# start of Source records

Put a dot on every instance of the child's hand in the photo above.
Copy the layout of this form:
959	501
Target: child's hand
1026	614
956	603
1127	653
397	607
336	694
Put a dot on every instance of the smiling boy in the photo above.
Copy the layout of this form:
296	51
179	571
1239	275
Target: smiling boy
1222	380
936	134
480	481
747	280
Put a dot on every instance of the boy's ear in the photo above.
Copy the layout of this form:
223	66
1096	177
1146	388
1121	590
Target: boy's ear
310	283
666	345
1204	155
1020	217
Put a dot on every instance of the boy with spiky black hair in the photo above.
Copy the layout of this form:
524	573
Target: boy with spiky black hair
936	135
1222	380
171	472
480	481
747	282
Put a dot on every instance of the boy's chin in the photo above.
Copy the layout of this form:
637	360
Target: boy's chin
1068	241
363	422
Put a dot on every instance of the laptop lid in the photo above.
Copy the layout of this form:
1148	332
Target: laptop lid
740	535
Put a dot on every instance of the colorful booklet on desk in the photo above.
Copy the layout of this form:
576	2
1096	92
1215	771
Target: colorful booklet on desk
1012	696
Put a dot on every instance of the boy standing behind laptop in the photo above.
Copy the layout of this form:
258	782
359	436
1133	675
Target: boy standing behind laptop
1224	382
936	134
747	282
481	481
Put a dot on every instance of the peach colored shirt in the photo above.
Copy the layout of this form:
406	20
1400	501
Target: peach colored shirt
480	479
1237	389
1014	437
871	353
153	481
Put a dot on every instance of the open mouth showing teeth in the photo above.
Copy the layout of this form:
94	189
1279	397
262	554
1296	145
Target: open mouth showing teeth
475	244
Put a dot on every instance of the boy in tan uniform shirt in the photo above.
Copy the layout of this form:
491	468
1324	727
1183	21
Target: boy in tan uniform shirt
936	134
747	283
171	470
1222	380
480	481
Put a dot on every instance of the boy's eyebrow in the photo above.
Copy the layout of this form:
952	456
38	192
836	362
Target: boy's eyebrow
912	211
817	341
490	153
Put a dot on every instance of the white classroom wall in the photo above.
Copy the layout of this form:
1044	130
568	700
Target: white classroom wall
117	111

# end of Source records

Reproduce all of the data above, substituting "Place a marker on" for every occurrence of "Put a dot on" and leaving everything else unchanged.

Output
Place a marker on every instance of the child's hand in the photo above.
Copy the layout of this form:
959	501
Target: child's hand
1026	614
956	603
1127	653
397	607
336	694
Place a marker on every instance of the smiling boy in the photo above.
Copy the layout of this form:
296	51
179	571
1239	275
Target: smiling boy
1222	380
936	134
480	481
747	280
Place a marker on every instance of the boy's ear in the photo above.
Copy the layout of this form:
223	66
1096	177
1146	388
1121	590
Target: boy's ear
310	283
666	345
1204	155
1020	217
Place a marker on every instance of the boy with spiky black hair in the photo above.
Copy the layout of this form:
524	573
Target: boy with spiky black hair
936	135
1222	380
171	472
480	481
747	282
Place a marker on every instance of the boy's chin in the photo above.
Copy the layout of this form:
637	360
Target: boy's chin
1068	241
363	422
Place a marker on every instance of the laptop lid in the photo above.
Copy the layout of this form:
1148	332
Target: laptop lid
740	535
Place a marker on every instance of the colorful booklet on desk in the photo above.
Copy the layout of this form:
576	2
1096	92
1215	771
Target: colorful booklet on desk
1012	696
Place a marker on every instance of the boy standing behind laptop in the photo above.
Copy the layout of this form:
258	782
359	436
1133	675
Target: boy standing behind laptop
1224	382
936	134
747	282
481	481
Place a marker on every instance of the peach colored shirt in the photo above.
Copy the layout of this form:
406	20
1400	501
Target: peach colored shirt
480	479
1237	389
1014	437
871	353
153	481
Place a marker on every instance of the open mouth showing teeth in the photo above.
Copy the layout of this form:
94	189
1279	397
262	554
1296	145
Target: open mouth showing teeth
475	244
Place a marker on every instance of the boy in tan uniform shirt in the photo above.
Copy the layout of this form:
491	468
1324	727
1183	21
Target: boy in tan uniform shirt
936	134
747	283
171	470
1222	380
480	481
Place a marker on every instance of the boy's eyebrow in the photo above.
Copy the layout of this form:
952	456
38	192
836	362
Target: boy's eyebrow
912	211
817	341
490	153
Place a marker on every instance of the white classroom wall in the photo above.
Copy the layout of this form:
1044	130
568	700
Target: white classroom wall
117	111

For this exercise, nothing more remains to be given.